EXERCISE REQUIREMENTS: In all the records below, swap every "Box" for "Locate" and leave everything else unchanged.

- - - -

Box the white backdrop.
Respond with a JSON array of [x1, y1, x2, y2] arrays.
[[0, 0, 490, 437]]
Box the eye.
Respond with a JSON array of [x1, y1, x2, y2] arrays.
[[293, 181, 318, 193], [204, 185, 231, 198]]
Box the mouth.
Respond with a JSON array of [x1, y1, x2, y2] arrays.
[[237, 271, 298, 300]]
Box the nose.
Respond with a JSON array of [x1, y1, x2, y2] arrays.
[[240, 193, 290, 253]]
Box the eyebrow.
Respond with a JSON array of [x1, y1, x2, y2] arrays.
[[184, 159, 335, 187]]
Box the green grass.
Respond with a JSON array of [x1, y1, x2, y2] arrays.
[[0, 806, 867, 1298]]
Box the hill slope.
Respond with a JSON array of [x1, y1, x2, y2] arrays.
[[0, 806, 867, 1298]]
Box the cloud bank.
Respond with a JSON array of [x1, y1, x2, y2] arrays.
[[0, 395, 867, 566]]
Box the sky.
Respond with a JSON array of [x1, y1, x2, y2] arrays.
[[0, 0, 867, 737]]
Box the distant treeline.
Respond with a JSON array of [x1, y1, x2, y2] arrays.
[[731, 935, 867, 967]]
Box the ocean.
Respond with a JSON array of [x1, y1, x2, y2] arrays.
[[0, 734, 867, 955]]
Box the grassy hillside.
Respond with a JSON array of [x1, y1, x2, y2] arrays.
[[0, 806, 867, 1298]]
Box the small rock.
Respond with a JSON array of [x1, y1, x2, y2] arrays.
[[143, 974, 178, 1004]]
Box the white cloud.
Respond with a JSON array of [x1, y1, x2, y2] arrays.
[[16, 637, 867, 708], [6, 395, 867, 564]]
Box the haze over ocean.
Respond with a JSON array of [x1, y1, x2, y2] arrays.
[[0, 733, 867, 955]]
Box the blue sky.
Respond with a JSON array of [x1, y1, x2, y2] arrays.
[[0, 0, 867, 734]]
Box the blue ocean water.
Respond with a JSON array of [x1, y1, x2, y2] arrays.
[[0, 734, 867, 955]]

- - - -

FINISHED TASK:
Locate the white backdrop.
Respond with a JSON array of [x1, y1, x2, y2] arrays.
[[0, 0, 490, 437]]
Locate the eye.
Respond with a JSON array of [x1, y1, x2, y2] arrays.
[[293, 181, 318, 193], [204, 185, 231, 198]]
Locate the mouth.
Respond with a JSON array of [x1, y1, x2, y2] arrays.
[[237, 271, 298, 300]]
Locate the nose.
Respond with a JSON array of [x1, y1, x2, y2] arrays.
[[240, 193, 290, 253]]
Locate the eyebrow.
Respond with a JSON array of [x1, y1, x2, y2] arrays.
[[184, 159, 335, 187]]
Locate the green grass.
Respond with a JSON array of [x1, y1, x2, y2] arrays.
[[0, 806, 867, 1298]]
Locate the hill slope.
Respond with a JSON array of [x1, y1, x2, y2] arrays.
[[0, 806, 867, 1298]]
Locate the cloud bank.
Respond with a JSON array of [x1, y1, x2, y2] arrays.
[[0, 395, 867, 566]]
Locate the sky.
Respond with a JSON array of [x1, y1, x2, y2] arrays.
[[0, 0, 867, 737]]
Locate the distant treeline.
Respond with a JSON array of [x1, y1, x2, y2] arrays.
[[731, 935, 867, 967]]
Locate the ocean.
Respond with a JSON array of [x1, y1, x2, y2] arrays.
[[0, 734, 867, 955]]
Locate the grassy hillside.
Respond with a JSON array of [x1, y1, x2, y2] arrays.
[[0, 806, 867, 1298]]
Locate the small rock.
Respond with a JSON array of [x1, y1, x2, y2] arrays.
[[143, 974, 178, 1004]]
Locate the white cloud.
Respond with a JSON array of [x1, y1, x2, y2] arrays.
[[16, 637, 867, 708], [6, 395, 867, 564]]
Locate the haze over ocean.
Respond with a JSON array of [x1, y1, x2, y2] arrays.
[[0, 733, 867, 955]]
Locate the blue sky.
Respond with a JSON array of [x1, y1, x2, y2] arrays.
[[0, 0, 867, 734]]
Locate the blue ocean water.
Respond with a JSON array of [x1, y1, x2, y2] arrays.
[[0, 734, 867, 955]]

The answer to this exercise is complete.